TEXTO DE LEITURA:
Quando  adulta,  cheguei à conclusão de que o importante na vida é ser feliz! É  amar e perdoar as ofensas ... Não importa as circunstâncias onde nos encontremos,  e que antes de julgar os outros, devemos olhar para nós mesmos e perguntarmo-nos: Eu sou feliz?

A felicidade está em mim, como está em você.  É o mesmo Deus, que tudo realiza em nós, distribuindo a cada um de nós, os seus dons, conforme a sua vontade, nos diz  São Paulo em 1 Cor 12,11.

Cada um de nós , é especial para o Senhor: eu, você, D. Graciosa...
Mesmo que ainda  não O conheçamos, mesmo que não tenhamos intimidade com Ele, Ele nos fez indivíduos, únicos, filhos muito amados e queridos!

TAREFA PROPOSTA A: Imprima, sem nenhuma alteração, as linhas dos registros que começam na linha com "[mark] the gray" e seguem até o fim dos registros, incluindo ambas as extremidades.
O texto e os registros não têm relação entre si.

Registros de marcação de locais em imagens:
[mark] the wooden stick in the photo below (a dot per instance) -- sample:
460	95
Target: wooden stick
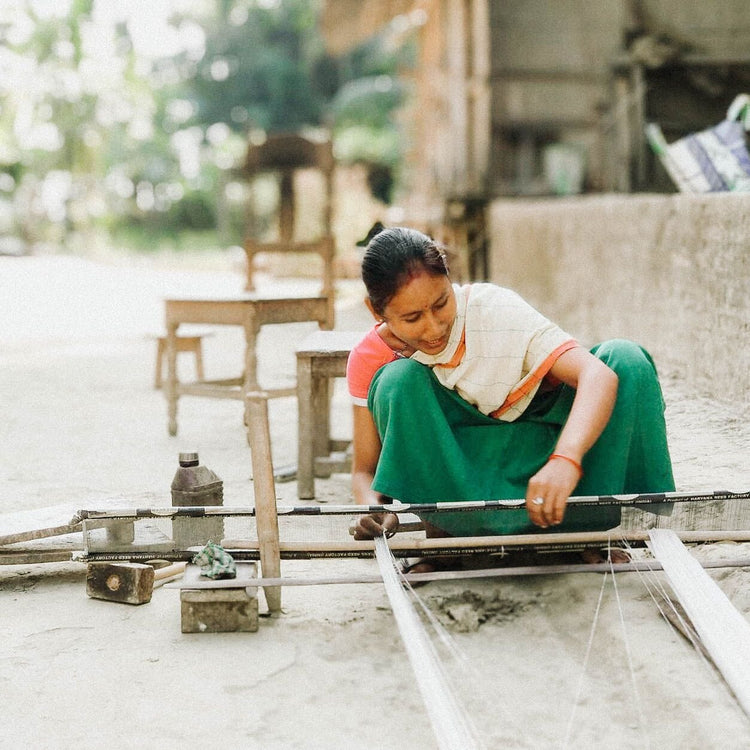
458	545
722	628
30	536
259	437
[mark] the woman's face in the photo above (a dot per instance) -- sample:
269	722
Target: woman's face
421	313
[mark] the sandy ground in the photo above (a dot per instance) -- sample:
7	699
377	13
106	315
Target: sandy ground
81	425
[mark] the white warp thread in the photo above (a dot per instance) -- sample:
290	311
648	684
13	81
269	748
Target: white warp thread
722	628
450	723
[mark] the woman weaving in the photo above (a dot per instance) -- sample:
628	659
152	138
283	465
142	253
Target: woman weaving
468	393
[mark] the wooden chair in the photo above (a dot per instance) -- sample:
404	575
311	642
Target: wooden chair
284	156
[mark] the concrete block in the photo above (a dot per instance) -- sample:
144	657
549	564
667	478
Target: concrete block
219	610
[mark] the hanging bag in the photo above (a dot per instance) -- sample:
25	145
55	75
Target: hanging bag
713	160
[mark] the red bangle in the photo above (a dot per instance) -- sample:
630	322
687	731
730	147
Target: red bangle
569	460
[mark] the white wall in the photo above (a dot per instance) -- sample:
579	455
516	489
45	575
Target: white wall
670	271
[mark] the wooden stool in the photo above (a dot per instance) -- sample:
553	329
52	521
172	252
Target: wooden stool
186	342
320	357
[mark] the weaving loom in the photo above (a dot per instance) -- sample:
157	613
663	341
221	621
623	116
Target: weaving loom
271	533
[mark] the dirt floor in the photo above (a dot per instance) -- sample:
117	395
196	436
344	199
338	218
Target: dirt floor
82	425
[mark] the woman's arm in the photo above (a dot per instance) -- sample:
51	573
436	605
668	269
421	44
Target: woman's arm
366	453
596	391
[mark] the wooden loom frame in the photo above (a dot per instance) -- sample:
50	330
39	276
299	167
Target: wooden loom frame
270	550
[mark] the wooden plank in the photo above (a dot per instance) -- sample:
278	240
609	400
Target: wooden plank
722	628
267	524
460	575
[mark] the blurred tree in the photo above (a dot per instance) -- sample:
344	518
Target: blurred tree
131	116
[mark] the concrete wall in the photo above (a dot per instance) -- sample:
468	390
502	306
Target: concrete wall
669	271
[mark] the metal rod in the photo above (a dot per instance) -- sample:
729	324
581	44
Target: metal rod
648	498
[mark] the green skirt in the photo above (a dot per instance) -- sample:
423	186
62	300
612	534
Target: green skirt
436	447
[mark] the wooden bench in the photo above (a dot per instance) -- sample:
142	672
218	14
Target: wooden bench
188	341
321	357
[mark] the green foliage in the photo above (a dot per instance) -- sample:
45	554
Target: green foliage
115	134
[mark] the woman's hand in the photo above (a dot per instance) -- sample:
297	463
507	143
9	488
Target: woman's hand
596	391
376	524
553	484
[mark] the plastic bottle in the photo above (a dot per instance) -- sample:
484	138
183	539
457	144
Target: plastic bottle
196	485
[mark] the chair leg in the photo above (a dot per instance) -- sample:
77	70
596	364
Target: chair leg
160	354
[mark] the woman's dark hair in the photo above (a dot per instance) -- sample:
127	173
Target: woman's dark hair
393	256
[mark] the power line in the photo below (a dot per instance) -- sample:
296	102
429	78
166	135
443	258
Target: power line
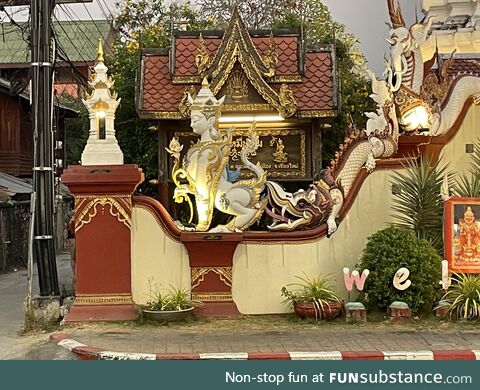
96	26
88	42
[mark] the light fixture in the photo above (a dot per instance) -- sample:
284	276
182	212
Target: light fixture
250	118
416	118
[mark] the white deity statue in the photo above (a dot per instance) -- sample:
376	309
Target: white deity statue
205	170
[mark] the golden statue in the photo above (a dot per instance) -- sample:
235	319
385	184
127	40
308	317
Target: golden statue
468	240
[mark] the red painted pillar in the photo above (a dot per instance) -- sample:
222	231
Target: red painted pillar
103	210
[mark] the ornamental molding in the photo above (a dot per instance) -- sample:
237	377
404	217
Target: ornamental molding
107	299
87	208
198	275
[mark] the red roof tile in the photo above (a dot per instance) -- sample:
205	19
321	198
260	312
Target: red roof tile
286	48
185	52
462	66
314	93
316	90
159	94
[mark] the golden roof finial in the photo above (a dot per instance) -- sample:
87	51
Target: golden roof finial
100	51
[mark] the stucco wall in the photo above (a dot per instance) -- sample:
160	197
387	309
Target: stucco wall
155	257
260	270
454	152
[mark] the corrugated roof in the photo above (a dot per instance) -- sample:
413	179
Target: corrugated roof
11	185
79	39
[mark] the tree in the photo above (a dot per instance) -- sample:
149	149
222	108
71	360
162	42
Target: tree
142	23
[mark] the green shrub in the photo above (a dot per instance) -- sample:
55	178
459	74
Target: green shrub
389	250
463	297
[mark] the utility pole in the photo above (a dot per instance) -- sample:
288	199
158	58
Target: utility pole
42	207
43	169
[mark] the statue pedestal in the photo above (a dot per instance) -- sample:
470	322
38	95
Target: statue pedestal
211	261
103	208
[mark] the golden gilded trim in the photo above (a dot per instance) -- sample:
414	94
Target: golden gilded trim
202	59
237	86
212	297
84	215
107	299
184	105
286	79
186	79
270	58
198	275
259	107
247	107
166	115
317	114
100	105
262	132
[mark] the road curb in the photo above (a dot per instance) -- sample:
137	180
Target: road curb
86	352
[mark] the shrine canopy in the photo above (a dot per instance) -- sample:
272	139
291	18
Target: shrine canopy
259	72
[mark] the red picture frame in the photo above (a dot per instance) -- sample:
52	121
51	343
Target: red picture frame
462	234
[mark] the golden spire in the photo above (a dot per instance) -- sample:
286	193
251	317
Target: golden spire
100	51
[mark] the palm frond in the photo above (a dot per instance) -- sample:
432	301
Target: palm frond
419	205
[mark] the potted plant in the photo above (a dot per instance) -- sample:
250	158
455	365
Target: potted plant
313	298
172	304
463	297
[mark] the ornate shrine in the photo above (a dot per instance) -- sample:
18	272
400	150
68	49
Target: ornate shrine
269	78
422	109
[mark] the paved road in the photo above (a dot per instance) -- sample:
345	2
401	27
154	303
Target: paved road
232	338
14	345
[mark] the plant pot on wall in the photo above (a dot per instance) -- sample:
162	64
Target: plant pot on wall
168	315
308	310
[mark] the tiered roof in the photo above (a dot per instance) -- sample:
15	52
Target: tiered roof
286	79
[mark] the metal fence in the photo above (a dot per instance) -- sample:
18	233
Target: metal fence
14	223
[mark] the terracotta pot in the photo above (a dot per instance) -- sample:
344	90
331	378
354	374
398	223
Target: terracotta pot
168	316
307	310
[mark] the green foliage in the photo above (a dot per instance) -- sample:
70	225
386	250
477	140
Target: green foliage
142	23
76	129
419	205
172	299
317	27
389	250
463	296
317	290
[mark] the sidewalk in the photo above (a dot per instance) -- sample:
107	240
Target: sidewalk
227	339
249	337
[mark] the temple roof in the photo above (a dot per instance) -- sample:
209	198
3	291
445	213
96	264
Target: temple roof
270	67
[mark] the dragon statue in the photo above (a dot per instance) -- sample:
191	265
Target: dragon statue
407	99
322	201
441	100
204	173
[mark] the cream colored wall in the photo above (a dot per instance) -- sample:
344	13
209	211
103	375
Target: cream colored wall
155	256
469	132
260	270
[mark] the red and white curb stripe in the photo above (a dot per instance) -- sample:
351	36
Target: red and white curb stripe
91	353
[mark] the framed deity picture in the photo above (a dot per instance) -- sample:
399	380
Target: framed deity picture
462	234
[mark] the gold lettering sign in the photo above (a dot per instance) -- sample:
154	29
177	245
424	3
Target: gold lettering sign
281	152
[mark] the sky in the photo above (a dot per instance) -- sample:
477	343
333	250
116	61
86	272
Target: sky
364	18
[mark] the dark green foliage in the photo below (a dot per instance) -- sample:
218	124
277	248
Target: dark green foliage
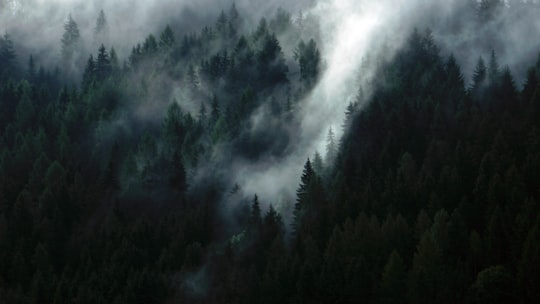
309	58
430	196
70	39
7	56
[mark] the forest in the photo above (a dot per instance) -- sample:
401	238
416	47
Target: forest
118	179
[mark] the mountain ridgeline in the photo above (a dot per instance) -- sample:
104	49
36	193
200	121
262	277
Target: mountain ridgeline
120	187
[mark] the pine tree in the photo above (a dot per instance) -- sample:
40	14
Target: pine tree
7	54
89	72
31	73
493	69
331	148
101	29
166	39
103	64
255	219
479	75
70	39
308	175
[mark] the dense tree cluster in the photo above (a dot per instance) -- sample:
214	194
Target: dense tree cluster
430	196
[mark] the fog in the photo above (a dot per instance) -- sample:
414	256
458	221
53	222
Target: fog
350	32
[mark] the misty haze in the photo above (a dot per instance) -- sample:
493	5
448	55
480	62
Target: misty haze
269	151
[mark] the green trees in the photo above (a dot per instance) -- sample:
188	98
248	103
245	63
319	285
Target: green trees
309	59
70	39
101	29
117	191
7	56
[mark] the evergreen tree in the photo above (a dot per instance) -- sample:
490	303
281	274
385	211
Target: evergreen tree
101	29
70	39
493	69
331	148
302	193
166	39
7	55
103	64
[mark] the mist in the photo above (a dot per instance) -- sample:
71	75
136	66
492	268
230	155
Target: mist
350	31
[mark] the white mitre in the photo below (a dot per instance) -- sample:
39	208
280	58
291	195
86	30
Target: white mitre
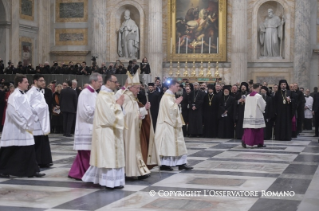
133	80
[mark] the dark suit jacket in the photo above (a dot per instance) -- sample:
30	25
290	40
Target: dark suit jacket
68	100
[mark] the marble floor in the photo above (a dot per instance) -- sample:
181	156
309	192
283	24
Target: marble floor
225	177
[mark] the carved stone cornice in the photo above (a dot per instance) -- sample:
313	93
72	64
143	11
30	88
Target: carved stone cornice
70	53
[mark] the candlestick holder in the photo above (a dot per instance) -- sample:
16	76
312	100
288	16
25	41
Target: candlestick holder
193	71
217	72
186	70
178	70
170	73
208	72
201	72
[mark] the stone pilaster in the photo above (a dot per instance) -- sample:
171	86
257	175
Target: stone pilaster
44	32
239	41
155	38
302	48
99	30
14	40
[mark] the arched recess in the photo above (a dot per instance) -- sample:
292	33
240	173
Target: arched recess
116	19
280	7
4	30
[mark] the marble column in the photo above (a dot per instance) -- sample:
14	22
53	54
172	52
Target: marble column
239	41
302	48
99	30
44	32
15	56
155	38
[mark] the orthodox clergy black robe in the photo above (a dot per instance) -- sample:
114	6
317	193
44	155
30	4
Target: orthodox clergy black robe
300	109
195	126
154	98
185	111
226	124
210	115
269	117
141	96
239	110
284	114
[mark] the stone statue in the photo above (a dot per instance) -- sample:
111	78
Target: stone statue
128	42
271	35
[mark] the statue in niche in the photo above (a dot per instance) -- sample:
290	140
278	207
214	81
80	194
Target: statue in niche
271	35
128	41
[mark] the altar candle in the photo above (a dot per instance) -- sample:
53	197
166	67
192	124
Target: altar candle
171	45
186	44
202	44
209	43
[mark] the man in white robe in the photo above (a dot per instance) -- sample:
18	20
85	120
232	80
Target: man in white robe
308	111
17	154
107	150
135	165
41	123
254	121
84	127
169	139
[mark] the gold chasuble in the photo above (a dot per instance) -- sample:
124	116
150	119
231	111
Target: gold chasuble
107	137
169	137
134	165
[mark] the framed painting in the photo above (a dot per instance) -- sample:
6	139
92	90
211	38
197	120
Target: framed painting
197	30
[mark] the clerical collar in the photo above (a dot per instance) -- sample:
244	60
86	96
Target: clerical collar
169	92
106	89
90	88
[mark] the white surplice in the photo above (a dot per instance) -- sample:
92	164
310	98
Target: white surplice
84	119
18	126
107	150
41	110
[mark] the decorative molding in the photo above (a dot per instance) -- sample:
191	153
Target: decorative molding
70	53
68	4
70	34
22	5
29	58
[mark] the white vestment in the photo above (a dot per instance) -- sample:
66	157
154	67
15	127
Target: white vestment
41	111
254	109
308	111
169	139
107	150
84	119
18	126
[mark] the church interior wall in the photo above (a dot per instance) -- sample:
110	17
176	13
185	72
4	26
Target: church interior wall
70	37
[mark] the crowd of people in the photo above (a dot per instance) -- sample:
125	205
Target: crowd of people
76	68
124	131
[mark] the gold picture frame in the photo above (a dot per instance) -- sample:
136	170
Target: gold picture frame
24	16
205	42
71	19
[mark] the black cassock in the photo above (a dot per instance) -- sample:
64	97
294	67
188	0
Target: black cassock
269	117
185	111
239	109
210	116
195	126
141	96
284	114
226	124
154	98
300	109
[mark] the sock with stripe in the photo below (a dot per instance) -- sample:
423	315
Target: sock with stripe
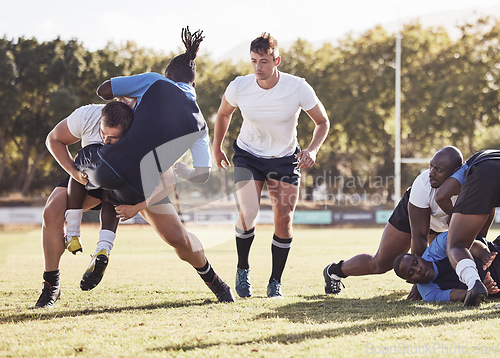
244	241
279	249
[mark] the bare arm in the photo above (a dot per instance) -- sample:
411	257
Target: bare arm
320	118
220	128
419	226
449	188
105	91
57	142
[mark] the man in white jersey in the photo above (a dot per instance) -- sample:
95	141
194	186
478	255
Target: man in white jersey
414	215
84	125
267	152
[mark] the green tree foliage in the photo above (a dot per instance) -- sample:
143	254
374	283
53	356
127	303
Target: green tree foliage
450	96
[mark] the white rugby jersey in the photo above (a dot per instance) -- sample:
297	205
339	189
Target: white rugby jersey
270	116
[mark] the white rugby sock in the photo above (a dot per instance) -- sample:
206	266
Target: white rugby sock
106	239
467	272
73	222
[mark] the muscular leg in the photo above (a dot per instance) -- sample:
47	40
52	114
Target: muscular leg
248	195
462	231
284	198
393	243
53	226
168	225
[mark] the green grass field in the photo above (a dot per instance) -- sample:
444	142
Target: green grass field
150	304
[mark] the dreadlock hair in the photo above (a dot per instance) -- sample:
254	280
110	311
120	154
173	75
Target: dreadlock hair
265	44
182	68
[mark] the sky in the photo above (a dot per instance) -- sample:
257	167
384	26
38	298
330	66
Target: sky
226	24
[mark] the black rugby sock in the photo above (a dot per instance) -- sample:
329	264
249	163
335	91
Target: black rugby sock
244	240
206	272
336	269
52	277
279	249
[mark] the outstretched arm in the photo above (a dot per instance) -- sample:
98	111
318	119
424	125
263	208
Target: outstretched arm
57	143
220	128
449	188
308	156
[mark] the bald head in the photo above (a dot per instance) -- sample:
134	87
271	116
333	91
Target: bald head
451	155
443	164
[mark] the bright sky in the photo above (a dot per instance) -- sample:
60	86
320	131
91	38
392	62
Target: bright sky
226	23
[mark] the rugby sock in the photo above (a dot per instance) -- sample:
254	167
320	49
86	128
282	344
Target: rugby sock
73	221
52	277
244	241
336	269
467	272
206	272
106	239
279	249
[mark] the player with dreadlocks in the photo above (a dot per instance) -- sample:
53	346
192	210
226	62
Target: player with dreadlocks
165	112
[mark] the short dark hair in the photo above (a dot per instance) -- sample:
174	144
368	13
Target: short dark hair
117	114
265	44
397	264
182	68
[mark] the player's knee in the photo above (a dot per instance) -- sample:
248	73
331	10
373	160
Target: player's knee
52	215
284	219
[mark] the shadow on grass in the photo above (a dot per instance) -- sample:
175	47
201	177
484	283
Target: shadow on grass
55	312
354	316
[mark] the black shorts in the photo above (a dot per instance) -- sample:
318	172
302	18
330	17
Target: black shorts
400	218
102	176
248	166
481	191
96	193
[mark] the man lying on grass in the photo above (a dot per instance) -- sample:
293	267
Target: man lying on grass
435	278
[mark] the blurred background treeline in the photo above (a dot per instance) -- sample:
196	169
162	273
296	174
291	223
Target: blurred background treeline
450	96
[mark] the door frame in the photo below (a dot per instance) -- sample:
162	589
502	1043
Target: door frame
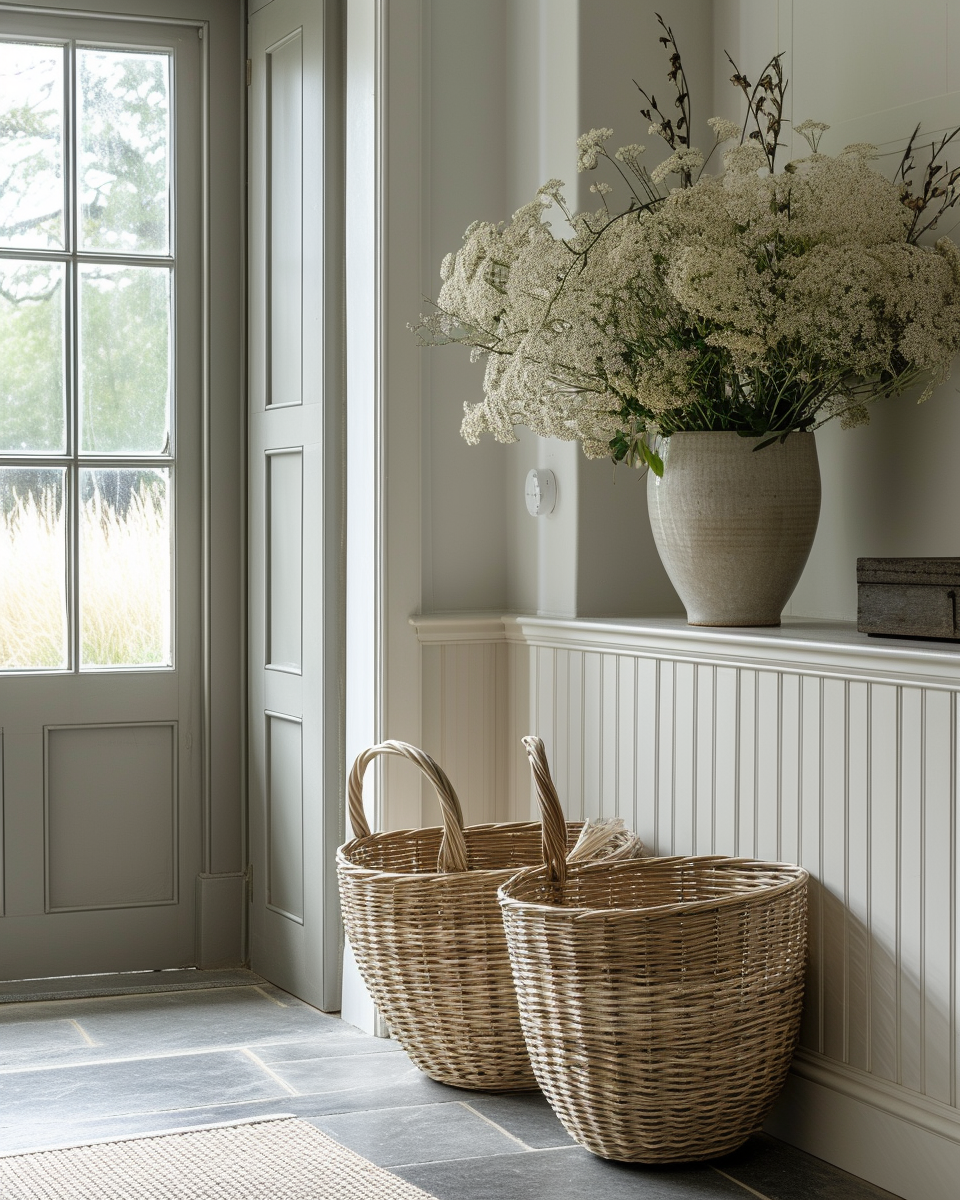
317	981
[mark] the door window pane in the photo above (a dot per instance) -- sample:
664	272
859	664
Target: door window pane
125	359
33	569
125	568
31	145
33	417
124	156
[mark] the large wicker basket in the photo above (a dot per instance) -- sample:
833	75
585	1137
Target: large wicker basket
660	999
421	915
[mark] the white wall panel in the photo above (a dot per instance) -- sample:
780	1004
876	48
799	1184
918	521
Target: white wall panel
846	765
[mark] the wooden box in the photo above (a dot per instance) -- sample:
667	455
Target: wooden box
909	597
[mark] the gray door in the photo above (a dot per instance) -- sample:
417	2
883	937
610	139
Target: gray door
100	493
295	615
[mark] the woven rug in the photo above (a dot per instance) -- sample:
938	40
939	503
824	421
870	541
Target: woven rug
274	1159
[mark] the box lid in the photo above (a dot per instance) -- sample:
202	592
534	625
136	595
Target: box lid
919	571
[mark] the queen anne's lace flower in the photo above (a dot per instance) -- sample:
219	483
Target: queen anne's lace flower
750	294
684	161
591	147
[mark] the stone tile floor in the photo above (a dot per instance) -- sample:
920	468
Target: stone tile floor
75	1071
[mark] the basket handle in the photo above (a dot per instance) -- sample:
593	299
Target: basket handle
453	856
551	814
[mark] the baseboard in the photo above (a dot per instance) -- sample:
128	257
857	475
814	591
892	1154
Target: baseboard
220	909
887	1134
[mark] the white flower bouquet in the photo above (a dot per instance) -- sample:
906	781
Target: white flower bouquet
757	300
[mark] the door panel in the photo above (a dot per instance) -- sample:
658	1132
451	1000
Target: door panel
100	509
295	395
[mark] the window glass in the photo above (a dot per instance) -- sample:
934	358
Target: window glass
31	147
124	154
33	569
125	568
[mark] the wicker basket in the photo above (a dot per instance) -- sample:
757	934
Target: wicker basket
421	913
660	999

TAREFA PROPOSTA B:
Responda com base no texto sobre a felicidade:
(i) Segundo o texto, qual é o importante na vida?
(ii) Que passagem bíblica é citada, e de quem são as palavras?
(iii) Como o texto descreve o modo como Ele nos fez?

RESPOSTA CORRETA A:
[mark] the gray door in the photo above (a dot per instance) -- sample:
417	2
883	937
610	139
Target: gray door
100	493
295	615
[mark] the woven rug in the photo above (a dot per instance) -- sample:
938	40
939	503
824	421
870	541
Target: woven rug
274	1159
[mark] the box lid in the photo above (a dot per instance) -- sample:
202	592
534	625
136	595
Target: box lid
919	571
[mark] the queen anne's lace flower in the photo above (a dot per instance) -- sample:
219	483
Target: queen anne's lace flower
750	294
684	161
591	147
[mark] the stone tile floor in the photo above (a dot per instance) -- sample:
920	468
Target: stone tile floor
75	1071
[mark] the basket handle in the photo above (a dot per instance) -- sample:
593	299
Target: basket handle
453	856
551	814
[mark] the baseboard in the photo above (a dot per instance) -- sample:
128	257
857	475
814	591
892	1154
Target: baseboard
220	909
887	1134
[mark] the white flower bouquet in the photo above (a dot per instance) -- sample:
906	781
Target: white flower bouquet
757	300
[mark] the door panel in the photo above (a dot per instance) -- sample:
658	1132
451	1000
Target: door panel
100	509
295	395
[mark] the window glass in the photo above (a dot per instance) -- sample:
934	358
Target: window glass
31	147
124	154
33	569
125	568
[mark] the wicker basket in the photo above (a dot per instance) -- sample:
757	934
Target: wicker basket
421	913
660	999

RESPOSTA CORRETA B:
(i) Ser feliz, amar e perdoar as ofensas.
(ii) 1 Cor 12,11, palavras de São Paulo.
(iii) Como indivíduos, únicos, filhos muito amados e queridos.